# start of Data for the task

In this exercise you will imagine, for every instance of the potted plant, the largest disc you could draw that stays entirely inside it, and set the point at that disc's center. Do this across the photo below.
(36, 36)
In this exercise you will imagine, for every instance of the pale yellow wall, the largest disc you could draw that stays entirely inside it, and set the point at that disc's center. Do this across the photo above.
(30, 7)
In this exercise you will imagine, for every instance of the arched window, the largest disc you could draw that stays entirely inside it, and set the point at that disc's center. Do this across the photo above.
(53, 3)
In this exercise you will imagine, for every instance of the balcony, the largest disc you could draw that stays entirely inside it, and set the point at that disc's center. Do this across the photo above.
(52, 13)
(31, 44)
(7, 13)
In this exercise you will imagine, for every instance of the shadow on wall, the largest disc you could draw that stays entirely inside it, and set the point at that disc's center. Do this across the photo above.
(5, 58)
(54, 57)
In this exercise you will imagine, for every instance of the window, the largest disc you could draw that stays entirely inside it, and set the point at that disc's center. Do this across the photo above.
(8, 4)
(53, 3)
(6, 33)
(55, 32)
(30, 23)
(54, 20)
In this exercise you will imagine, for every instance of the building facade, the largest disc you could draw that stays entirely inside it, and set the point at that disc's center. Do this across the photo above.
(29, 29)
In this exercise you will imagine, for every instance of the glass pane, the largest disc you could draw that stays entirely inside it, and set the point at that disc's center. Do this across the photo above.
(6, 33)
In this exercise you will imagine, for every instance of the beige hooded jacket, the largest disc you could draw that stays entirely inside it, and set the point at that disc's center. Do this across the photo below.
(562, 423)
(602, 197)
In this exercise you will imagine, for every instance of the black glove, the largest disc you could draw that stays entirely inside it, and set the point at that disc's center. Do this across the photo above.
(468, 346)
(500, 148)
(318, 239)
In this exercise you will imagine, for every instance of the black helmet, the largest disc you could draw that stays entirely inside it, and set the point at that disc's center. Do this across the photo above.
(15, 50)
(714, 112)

# end of Data for the task

* [Work instructions] Rewrite the records from the line with "the balcony, the" through the end of the records, requests included, and raise every answer coordinate by 71.

* [Answer to the problem]
In this exercise you will imagine, for every instance of the balcony, the largest disc you could draw that stays entirely inside it, and set the point at that disc's center. Do this across the photo above.
(123, 84)
(102, 115)
(78, 84)
In this exercise you will imagine, for every instance of the shadow on wall, the largest disc you could draw that stays entirely inside it, and set the point at that disc's center. Do this across the photo above.
(76, 129)
(125, 128)
In this exercise you will imagine, for every instance of the window, the largest disc you could draw that stays entirely inside it, and set the point at that disc's center. Do this across the photo above.
(79, 75)
(124, 74)
(77, 104)
(126, 103)
(101, 94)
(125, 91)
In this exercise you will imagine, for every instance of the building facade, the largest disc you could draw that stays entirely inside it, and set the point at that disc's center. Do this across the photo above.
(100, 100)
In this exercise you will imagine, for every instance of the glass pane, the largest disc you could draw that stays entirely inside it, and set the point at that disc's center. Do this across the photo above.
(77, 104)
In this exercise you will imagine, for every instance of the beige hooded jacket, the largest disc you could draw that stays entirely inside it, and set the point at that disc's center. Do this across the photo below.
(633, 494)
(673, 268)
In this exercise you will imagine, for every instance of the black glove, the largest disc you could draw that stays entirely inside it, and set the point at that disc's center. Do this across the photo above.
(539, 417)
(571, 219)
(389, 310)
In this exercise you will imagine, for every instance of the black helmet, the largest disc you could draw that stays entirely inside it, and set the point at that disc's center. Do this across the photo above.
(86, 121)
(785, 183)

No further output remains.